Write out only the final part of the records below. It begins with the line that contains "Question. Identify every instance of the child in red" and ends with the last line.

[Opening Exercise data section]

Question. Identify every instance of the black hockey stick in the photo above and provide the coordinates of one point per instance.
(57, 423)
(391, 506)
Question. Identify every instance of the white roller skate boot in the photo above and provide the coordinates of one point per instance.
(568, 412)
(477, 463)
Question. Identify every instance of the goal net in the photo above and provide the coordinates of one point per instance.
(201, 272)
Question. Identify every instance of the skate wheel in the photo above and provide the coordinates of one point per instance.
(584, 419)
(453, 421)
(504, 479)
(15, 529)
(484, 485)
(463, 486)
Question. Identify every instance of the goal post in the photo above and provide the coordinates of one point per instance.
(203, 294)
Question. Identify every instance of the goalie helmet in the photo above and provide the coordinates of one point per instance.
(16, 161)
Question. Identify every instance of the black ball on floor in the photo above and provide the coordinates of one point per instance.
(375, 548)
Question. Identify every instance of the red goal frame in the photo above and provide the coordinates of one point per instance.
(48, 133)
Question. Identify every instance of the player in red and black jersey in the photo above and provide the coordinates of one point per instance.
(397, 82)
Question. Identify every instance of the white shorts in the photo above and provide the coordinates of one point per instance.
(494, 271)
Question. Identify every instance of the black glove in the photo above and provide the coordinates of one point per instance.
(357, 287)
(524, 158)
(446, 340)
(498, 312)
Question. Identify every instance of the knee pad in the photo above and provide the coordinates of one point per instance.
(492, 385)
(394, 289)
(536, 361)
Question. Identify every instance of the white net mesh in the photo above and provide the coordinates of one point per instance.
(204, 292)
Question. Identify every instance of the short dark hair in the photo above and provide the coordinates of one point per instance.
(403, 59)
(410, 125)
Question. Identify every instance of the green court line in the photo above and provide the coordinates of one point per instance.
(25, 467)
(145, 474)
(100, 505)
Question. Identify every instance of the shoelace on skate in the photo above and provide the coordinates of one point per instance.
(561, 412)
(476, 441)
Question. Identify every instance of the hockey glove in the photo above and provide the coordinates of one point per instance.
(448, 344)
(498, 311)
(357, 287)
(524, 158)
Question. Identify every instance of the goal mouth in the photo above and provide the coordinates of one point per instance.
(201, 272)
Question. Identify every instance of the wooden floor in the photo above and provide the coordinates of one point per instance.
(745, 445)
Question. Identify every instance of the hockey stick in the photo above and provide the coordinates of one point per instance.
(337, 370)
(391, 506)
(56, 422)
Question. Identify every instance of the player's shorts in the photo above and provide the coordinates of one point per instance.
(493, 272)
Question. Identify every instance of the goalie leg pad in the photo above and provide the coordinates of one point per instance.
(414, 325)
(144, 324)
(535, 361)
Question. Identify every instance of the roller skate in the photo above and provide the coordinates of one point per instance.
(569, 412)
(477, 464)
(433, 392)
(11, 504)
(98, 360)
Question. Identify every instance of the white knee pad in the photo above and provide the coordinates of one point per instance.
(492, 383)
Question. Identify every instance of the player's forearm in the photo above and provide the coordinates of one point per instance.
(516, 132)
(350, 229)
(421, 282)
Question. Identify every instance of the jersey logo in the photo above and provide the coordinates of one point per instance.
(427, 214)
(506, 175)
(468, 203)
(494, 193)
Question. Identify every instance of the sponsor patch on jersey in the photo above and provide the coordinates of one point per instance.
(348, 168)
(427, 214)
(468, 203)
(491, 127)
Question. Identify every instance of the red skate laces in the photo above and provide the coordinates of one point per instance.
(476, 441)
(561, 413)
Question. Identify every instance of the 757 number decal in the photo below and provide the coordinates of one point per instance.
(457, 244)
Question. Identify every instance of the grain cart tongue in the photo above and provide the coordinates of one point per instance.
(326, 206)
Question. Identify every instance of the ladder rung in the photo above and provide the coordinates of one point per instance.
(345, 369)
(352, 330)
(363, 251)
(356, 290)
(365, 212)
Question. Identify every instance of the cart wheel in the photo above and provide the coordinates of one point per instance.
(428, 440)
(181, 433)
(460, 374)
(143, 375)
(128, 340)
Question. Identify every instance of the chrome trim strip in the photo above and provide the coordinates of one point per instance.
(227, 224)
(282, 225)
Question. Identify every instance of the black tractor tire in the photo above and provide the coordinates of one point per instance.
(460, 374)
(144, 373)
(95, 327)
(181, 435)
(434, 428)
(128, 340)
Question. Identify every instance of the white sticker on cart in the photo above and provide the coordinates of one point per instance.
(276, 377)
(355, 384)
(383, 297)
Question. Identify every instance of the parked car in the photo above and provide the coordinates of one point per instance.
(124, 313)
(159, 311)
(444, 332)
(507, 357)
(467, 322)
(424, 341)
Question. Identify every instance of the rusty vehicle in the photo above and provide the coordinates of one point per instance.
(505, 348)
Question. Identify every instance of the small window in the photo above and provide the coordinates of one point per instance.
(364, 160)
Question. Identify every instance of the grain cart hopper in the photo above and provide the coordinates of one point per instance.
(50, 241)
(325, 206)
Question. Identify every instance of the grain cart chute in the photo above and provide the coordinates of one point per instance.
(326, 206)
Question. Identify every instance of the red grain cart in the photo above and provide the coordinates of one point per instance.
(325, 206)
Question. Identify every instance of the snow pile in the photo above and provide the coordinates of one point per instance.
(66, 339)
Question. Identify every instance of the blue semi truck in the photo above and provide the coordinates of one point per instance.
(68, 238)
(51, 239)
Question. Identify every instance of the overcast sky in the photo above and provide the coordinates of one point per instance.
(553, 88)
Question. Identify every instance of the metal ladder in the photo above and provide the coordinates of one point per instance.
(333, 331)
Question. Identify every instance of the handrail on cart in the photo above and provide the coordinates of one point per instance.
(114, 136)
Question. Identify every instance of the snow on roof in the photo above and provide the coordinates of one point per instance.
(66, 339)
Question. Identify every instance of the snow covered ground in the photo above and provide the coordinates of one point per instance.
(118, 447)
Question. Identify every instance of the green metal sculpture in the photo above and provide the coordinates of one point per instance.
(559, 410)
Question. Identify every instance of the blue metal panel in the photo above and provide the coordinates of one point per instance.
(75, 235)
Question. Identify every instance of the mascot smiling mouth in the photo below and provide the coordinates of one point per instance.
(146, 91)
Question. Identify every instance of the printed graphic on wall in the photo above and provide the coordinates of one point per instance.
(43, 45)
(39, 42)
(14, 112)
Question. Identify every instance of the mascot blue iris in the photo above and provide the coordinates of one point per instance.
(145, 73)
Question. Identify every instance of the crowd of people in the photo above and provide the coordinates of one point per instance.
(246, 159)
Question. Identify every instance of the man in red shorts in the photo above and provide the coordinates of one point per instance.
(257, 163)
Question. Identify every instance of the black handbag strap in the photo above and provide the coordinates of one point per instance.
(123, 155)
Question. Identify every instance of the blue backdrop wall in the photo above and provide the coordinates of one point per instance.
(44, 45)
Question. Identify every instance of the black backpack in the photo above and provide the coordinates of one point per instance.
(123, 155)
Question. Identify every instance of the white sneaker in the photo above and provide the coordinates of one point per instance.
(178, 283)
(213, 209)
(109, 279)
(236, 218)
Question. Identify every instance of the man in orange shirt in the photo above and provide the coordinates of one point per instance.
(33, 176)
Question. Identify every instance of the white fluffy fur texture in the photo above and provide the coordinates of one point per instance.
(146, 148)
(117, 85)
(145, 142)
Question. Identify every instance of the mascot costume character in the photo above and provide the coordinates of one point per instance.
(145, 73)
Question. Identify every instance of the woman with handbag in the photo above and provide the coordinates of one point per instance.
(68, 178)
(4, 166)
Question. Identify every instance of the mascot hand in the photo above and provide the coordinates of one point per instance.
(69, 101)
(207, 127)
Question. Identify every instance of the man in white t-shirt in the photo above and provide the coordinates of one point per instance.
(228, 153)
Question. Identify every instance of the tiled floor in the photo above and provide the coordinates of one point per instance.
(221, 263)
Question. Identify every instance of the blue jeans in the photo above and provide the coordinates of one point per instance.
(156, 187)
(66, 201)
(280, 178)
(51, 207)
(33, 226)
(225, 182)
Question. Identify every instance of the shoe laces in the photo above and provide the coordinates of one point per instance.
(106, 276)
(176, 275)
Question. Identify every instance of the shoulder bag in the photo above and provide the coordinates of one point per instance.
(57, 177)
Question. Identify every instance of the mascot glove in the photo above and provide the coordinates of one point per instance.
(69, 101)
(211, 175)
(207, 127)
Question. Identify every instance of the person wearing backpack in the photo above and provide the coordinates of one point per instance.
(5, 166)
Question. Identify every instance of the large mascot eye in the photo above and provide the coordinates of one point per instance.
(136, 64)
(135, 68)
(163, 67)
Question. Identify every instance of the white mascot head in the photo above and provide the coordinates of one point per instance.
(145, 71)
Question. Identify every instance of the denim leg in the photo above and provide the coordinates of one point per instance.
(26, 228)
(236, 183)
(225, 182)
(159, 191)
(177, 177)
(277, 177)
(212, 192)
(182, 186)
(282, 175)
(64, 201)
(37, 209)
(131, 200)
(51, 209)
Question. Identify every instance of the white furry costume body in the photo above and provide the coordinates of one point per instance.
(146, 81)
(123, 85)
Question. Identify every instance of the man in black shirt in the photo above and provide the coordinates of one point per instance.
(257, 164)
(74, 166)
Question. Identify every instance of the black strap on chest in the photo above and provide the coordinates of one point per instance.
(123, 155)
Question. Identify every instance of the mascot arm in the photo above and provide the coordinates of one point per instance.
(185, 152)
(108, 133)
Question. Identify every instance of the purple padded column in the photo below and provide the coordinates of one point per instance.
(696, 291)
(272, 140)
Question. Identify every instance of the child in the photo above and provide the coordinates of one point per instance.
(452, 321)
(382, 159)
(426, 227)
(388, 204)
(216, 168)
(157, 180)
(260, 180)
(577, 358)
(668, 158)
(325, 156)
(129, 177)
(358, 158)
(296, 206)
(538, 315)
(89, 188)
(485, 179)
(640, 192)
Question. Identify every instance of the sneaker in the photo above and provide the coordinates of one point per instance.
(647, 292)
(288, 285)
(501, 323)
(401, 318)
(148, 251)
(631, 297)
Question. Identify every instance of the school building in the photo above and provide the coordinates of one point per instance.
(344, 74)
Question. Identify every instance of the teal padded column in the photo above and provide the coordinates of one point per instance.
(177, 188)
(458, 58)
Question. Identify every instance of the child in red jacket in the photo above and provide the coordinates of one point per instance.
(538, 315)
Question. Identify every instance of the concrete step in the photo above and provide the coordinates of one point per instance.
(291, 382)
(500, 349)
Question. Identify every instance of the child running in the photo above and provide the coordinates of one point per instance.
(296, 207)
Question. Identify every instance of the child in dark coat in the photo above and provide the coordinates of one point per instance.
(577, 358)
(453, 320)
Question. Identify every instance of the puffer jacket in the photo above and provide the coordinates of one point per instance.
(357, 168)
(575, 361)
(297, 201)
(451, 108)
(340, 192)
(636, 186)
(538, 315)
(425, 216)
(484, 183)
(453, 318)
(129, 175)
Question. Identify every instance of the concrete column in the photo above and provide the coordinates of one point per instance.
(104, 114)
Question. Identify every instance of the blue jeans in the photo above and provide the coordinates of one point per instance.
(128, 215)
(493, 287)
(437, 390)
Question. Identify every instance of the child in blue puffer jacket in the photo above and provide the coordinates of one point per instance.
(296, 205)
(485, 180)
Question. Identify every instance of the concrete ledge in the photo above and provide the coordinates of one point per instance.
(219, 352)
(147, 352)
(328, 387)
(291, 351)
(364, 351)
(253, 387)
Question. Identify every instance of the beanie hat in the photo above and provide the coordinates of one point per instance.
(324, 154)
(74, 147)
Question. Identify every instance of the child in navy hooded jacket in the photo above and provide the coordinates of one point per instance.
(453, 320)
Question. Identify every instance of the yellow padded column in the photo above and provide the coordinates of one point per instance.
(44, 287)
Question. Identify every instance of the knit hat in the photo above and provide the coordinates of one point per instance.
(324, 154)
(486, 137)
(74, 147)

[Closing Exercise data section]

Final answer –
Question. Identify every instance of the child in red jacket in the photo above and provide the coordinates of one point per instance.
(538, 315)
Question. Identify every instance of the concrete step in the photo above and provide the coordinates of one point per instance.
(291, 382)
(500, 349)
Question. Identify every instance of the child running in the photo above and provide the coordinates of one point per instance.
(296, 207)
Question. Identify every instance of the child in dark coat in the photo above and provide the coordinates of one point per instance.
(577, 358)
(453, 320)
Question. Identify every instance of the puffer jacket in the photo above and provide the coordinates of one point per instance.
(357, 168)
(575, 361)
(297, 201)
(451, 108)
(340, 192)
(636, 186)
(538, 315)
(425, 216)
(484, 183)
(453, 318)
(129, 175)
Question. Identify every instance of the concrete column in the photo above and provide the coordinates of one point per instance.
(104, 114)
Question. Identify every instance of the blue jeans in the photo above and provide the coordinates of one point per instance.
(128, 215)
(493, 287)
(437, 390)
Question. Identify every instance of the child in blue puffer jacket in the photo above and provide the coordinates of one point per instance.
(296, 205)
(485, 180)
Question. Identify every instance of the concrete ledge in the photo above and provide the coordinates of one point per instance.
(219, 352)
(147, 352)
(328, 387)
(291, 351)
(364, 351)
(253, 387)
Question. Identify every instance of the beanie hat in the photo above and provide the coordinates of one point per instance.
(324, 154)
(74, 147)
Question. Identify every instance of the child in navy hooded jacket in the photo above and provide the coordinates of one point per instance.
(453, 320)
Question. Identify every instance of the yellow padded column in the photo above and provide the coordinates of one point per instance.
(44, 287)
Question. Identify every instance of the knit hat in the photo above and provide the coordinates of one point per instance.
(324, 154)
(486, 137)
(74, 147)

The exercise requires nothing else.